- [Requests]
[a] Answer each question from the review of The Imitation Game:
(i) In what year does the film open?
(ii) In what year was the biography by Andrew Hodges first published?
(iii) According to the preface by Douglas Hofstadter, in what year did the universal machine become the general-purpose digital computer?
[b] Reproduce a passage of the review of The Imitation Game word for word: start with the words "Directed by Morten" and end after the words "his 42nd birthday.".

- [Document section]
*****

Directed by Morten Tyldum; screenplay by Graham Moore; based on the book by Andrew Hodges
In The Imitation Game, screenwriter Graham Moore and director Morten Tyldum attempt to come to terms with the complicated life and work of Alan Turing (1912-1954), the brilliant British mathematician, computer scientist, cryptanalyst and logician. Turing played an important role for British intelligence during World War II in breaking German ciphers. He was later prosecuted for homosexuality and committed suicide a few weeks before his 42nd birthday.
According to Andrew Hodges, in his thorough and fascinating biography, Alan Turing: The Enigma (first published in 1983), on which The Imitation Game is very loosely based, Turing arrived, in the mid-1930s, at the conclusion that “one particular machine could simulate the work done by any machine. He called it the universal machine. It would be designed to read description numbers, decode them into tables, and execute them. … It would be a machine to do everything.”
As Douglas Hofstadter’s preface to Hodges’ book suggests, “the universal machine of 1936 … became the general-purpose digital computer in 1945.” Turing’s conception “became known immediately as ‘the Turing machine’ but now it is impossible not to see Turing machines as computer programs, or software.” That same preface also notes that the scientist was “a multifaceted man whose honesty and decency were too much for his society and his times, and who brought about his own downfall.”
The film opens in 1951, as police investigate a robbery at Turing’s home (the mathematician is played by Benedict Cumberbatch) in Manchester. His rude manner suggests to one of the cops that the professor doesn’t want anyone looking into his personal affairs, and determines to do just that. “Alan Turing is hiding something,” he asserts. Scenes of the police investigation recur throughout.

*****

- [Data]
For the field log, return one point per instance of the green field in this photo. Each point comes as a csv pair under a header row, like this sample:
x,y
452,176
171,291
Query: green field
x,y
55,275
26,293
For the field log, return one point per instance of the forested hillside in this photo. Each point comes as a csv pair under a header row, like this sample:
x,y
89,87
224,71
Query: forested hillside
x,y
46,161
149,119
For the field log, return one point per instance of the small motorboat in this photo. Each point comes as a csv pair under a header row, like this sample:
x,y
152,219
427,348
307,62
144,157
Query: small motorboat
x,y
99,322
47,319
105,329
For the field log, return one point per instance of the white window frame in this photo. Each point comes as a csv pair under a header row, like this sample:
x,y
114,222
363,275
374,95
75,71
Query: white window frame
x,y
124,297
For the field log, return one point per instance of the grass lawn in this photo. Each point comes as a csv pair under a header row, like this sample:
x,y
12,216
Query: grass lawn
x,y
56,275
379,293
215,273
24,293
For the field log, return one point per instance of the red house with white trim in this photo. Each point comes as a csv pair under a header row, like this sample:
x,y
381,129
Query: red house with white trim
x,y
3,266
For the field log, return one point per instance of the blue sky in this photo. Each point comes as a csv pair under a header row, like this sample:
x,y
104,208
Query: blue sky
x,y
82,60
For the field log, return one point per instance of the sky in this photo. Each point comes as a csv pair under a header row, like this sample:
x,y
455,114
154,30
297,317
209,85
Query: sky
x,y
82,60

*****

- [Outputs in order]
[a]
(i) 1951
(ii) 1983
(iii) 1945

[b]
Directed by Morten Tyldum; screenplay by Graham Moore; based on the book by Andrew Hodges
In The Imitation Game, screenwriter Graham Moore and director Morten Tyldum attempt to come to terms with the complicated life and work of Alan Turing (1912-1954), the brilliant British mathematician, computer scientist, cryptanalyst and logician. Turing played an important role for British intelligence during World War II in breaking German ciphers. He was later prosecuted for homosexuality and committed suicide a few weeks before his 42nd birthday.